PROBLEM TO WORK ON: Take every line from the listing below that includes "point" and copy it.

(MATERIAL TO PROCESS)

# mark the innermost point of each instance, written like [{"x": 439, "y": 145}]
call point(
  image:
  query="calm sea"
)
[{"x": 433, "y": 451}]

(End MATERIAL TO PROCESS)

EXPECTED OUTPUT:
# mark the innermost point of each instance, written like [{"x": 439, "y": 145}]
call point(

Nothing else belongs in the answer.